INFORMATION SHOWN Start Marker

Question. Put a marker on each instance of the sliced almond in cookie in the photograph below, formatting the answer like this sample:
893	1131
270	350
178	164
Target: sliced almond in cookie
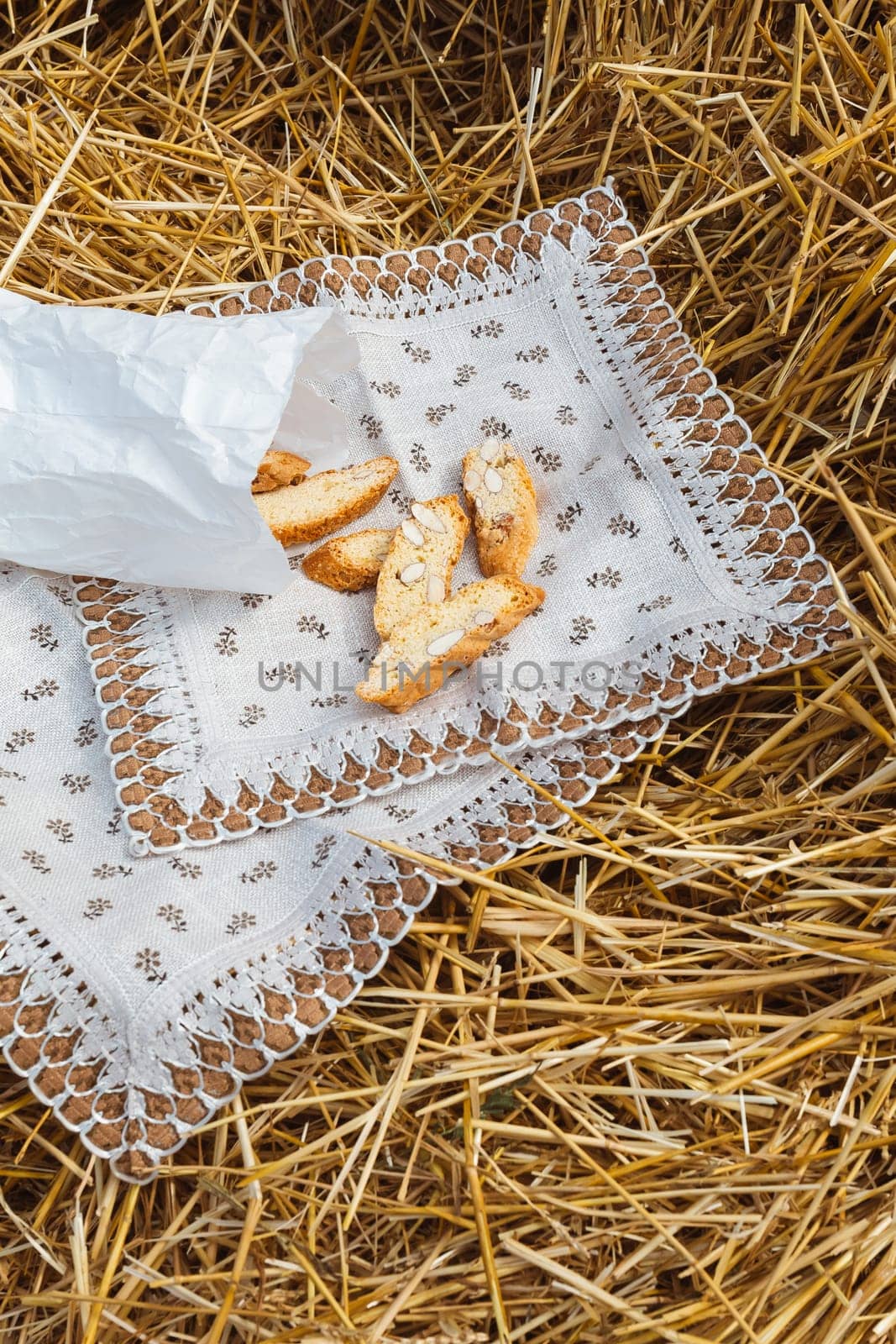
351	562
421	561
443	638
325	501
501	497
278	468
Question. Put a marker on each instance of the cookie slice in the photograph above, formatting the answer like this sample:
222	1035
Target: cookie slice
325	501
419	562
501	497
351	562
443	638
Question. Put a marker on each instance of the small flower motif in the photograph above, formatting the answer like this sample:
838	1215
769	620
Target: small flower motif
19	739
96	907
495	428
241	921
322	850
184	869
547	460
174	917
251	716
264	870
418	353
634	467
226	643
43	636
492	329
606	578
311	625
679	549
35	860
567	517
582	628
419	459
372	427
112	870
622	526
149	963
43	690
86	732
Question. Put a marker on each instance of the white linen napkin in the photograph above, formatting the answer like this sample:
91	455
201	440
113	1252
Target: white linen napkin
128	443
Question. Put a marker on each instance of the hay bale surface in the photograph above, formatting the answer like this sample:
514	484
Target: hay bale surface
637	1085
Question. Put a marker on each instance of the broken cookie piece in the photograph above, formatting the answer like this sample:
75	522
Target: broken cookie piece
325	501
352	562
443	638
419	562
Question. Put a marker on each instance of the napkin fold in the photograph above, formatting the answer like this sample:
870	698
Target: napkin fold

INFORMATION SHOWN End Marker

▶ **PROBLEM REQUIREMENTS**
Return the records above verbatim, images excluded.

▶ **SOLUTION FOR THIS PROBLEM**
Question. Put a marker on each instance of the sliced almond in cookie in the photograph below, formatting the answer like this sample:
893	1131
270	350
178	164
Target: sliced almond in cookie
351	562
421	561
443	638
325	501
501	497
278	468
Question. Put a marker on each instance of the cookie slice in the photograph above, formatting the answer like this sample:
222	1035
Target: cookie slice
325	501
419	562
501	497
351	562
443	638
Question. Put a marker on each instance of the small flower motif in the photograph above, formatting the answer like this sample:
838	1215
769	620
Target: small flower motif
19	739
96	907
495	428
241	921
322	850
184	869
547	460
174	917
251	716
264	870
418	353
634	467
226	643
43	636
492	329
606	578
311	625
679	549
35	860
567	517
582	628
419	459
372	427
112	870
622	526
149	963
43	690
86	732
Question. Put a marker on each instance of the white linen napkin in the photograph above, formatting the answer like this sample:
91	455
201	440
113	1252
Target: white linen napkin
128	443
Question. Put a marker on each instance of the hay bale surface in the photograph above, formatting the answer like this sample:
514	484
Target: hay bale surface
637	1085
Question. Put a marker on each instance of the broken cookie piece in the photograph above, formatting the answer like this sample:
75	522
Target: broken cookie piece
325	501
352	562
443	638
419	562
Question. Put a marker on each instance of the napkin fold in the photograph above, formatting the answer like this sample:
870	698
Target: napkin fold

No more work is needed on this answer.